Objective 1:
In the text about the web wildcard contest, how many entries will SVT select to compete in the four heats?
Objective 2:
Write out the web wildcard contest text again, starting with "On 1 September" and going on through "a grand final.", with "audience" in place of "public".
Objective 3:
Turn the paragraph of the web wildcard contest text that begins "Of the total 570 submissions" into a short list that keeps its main facts.

Text segment:
####
On 1 September 2011, SVT announced major changes in the web wildcard contest. A major change is that the public can only vote once in a voting round. The major change is that the contest is divided into a mini version of Melodifestivalen. It will become a contest with heats and a grand final.

Of the total 570 submissions of web wildcard entries, SVT will review them, and then select the 32 entries that will compete in the four heats. The first heat was held on 10 October. However, SVT revealed these entries one week earlier, on 3 October. The voting round was held on 10 October between 12:00 and 13:00 CET. The winning entry and one entry that SVT choose will go to the final. The remaining three heats will be held on 17 October, 24 October and 31 October. However, SVT will reveal the heat entries one week before each heat will begin. On 31 October, a total of eight songs will qualify for the final, which will be held on 7 November. Finals will be determined by telephone voting. It is not decided on the final will be broadcast live on SVT.
####
Dataset content:

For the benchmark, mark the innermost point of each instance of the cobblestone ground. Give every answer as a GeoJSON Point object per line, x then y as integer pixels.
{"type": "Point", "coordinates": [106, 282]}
####
Complete response 1:
32 entries.

Complete response 2:
On 1 September 2011, SVT announced major changes in the web wildcard contest. A major change is that the audience can only vote once in a voting round. The major change is that the contest is divided into a mini version of Melodifestivalen. It will become a contest with heats and a grand final.

Complete response 3:
- SVT will review the 570 web wildcard submissions and pick 32 entries to compete in four heats.
- The first heat was held on 10 October, and its entries were revealed on 3 October. Voting ran from 12:00 to 13:00 CET.
- The winning entry and one entry chosen by SVT go to the final.
- The other three heats take place on 17, 24 and 31 October, and SVT reveals each heat's entries one week before it begins.
- By 31 October, eight songs will have qualified for the final on 7 November.
- Telephone voting decides the final.